* _Challenges_:
• 1. In the forum thread, list every sentence that contains the name SHRDLU, in the order they appear.
• 2. Answer these questions from the forum thread:
(a) Through what two means does the user input subtasks to the forklift?
(b) What technique does the thread suggest using to guess the user state?
(c) On what date and at what time was the reply by Bowei (Brad) Wang posted?
• 3. Retype the part of the forum thread starting at "I think incorporating" and ending at "complete a request.".

* _Selected extract_:
** start **
Given the limited environments that they are in, this is entirely possible once relevant understanding is pre-programmed into the robots. Given a SHRDLU-esque approach, it may even be possible to “program” newer commands on the fly through speech by mapping complex actions into the limited set of simple actions given the environment.
ReplyDelete
Replies
Bowei (Brad) WangNovember 17, 2013 at 1:11 PM
Teller's paper on the construction of a voice-command able forklift addresses the inconvenience of having the user input every task as a series of subtasks for the forklift. The more subtasks the user has to input through voice and gestures, the more room for error there is. The research propose to build a system that would identify the necessary subtasks to perform every time a command is given to it.

I think incorporating a dialogue system may help build an accurate subtask identification module. We have seen systems that can identify subtasks without dialogue with the user, such as the backward chaining planner in SHRDLU's backwards planning module. However, SHRDLU's block environment consists of only simple physics, while the forklift has to operate in complicated, real life settings. Therefore a task given to the forklift might have many ways of being broken down into subtasks. If dialogue could be carried out withe user using techniques such as POMDPs to guess the user state, the machine may be able to learn what types of subtasks each user would want it to perform in order to complete a request.
** end **
* _Material provided_:
** start **
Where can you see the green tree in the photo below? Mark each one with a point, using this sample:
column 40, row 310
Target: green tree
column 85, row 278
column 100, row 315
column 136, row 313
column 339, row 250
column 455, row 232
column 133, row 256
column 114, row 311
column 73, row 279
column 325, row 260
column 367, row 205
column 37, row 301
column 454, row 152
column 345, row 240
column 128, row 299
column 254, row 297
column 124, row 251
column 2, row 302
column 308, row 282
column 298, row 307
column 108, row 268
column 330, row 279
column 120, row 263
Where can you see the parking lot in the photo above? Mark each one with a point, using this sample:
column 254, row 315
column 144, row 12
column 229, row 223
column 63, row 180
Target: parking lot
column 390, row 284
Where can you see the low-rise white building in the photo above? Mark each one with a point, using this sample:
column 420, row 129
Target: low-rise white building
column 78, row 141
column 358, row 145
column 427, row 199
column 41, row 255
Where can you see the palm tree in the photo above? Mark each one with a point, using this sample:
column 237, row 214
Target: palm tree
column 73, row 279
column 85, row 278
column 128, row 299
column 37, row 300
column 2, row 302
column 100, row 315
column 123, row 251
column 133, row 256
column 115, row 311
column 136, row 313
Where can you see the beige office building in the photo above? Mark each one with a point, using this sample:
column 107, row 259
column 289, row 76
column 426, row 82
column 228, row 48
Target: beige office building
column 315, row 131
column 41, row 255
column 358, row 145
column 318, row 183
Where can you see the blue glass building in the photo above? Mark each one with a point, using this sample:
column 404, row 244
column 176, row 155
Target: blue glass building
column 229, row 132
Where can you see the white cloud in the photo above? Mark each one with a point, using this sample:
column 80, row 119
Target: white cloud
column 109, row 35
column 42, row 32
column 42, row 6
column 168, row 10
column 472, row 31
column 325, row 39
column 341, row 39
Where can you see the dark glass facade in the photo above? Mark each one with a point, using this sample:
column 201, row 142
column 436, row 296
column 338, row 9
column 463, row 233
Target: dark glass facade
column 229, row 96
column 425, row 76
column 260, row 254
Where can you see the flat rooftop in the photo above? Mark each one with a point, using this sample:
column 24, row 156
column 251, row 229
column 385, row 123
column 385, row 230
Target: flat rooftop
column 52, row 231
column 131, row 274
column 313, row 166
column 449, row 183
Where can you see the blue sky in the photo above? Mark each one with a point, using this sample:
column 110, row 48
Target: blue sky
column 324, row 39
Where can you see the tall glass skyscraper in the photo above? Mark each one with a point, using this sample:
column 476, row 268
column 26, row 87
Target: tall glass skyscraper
** end **
* _Responses by task_:
• 1.
1. Given a SHRDLU-esque approach, it may even be possible to “program” newer commands on the fly through speech by mapping complex actions into the limited set of simple actions given the environment.
2. We have seen systems that can identify subtasks without dialogue with the user, such as the backward chaining planner in SHRDLU's backwards planning module.
3. However, SHRDLU's block environment consists of only simple physics, while the forklift has to operate in complicated, real life settings.

• 2.
(a) Through voice and gestures.
(b) POMDPs.
(c) November 17, 2013, at 1:11 PM.

• 3.
I think incorporating a dialogue system may help build an accurate subtask identification module. We have seen systems that can identify subtasks without dialogue with the user, such as the backward chaining planner in SHRDLU's backwards planning module. However, SHRDLU's block environment consists of only simple physics, while the forklift has to operate in complicated, real life settings. Therefore a task given to the forklift might have many ways of being broken down into subtasks. If dialogue could be carried out withe user using techniques such as POMDPs to guess the user state, the machine may be able to learn what types of subtasks each user would want it to perform in order to complete a request.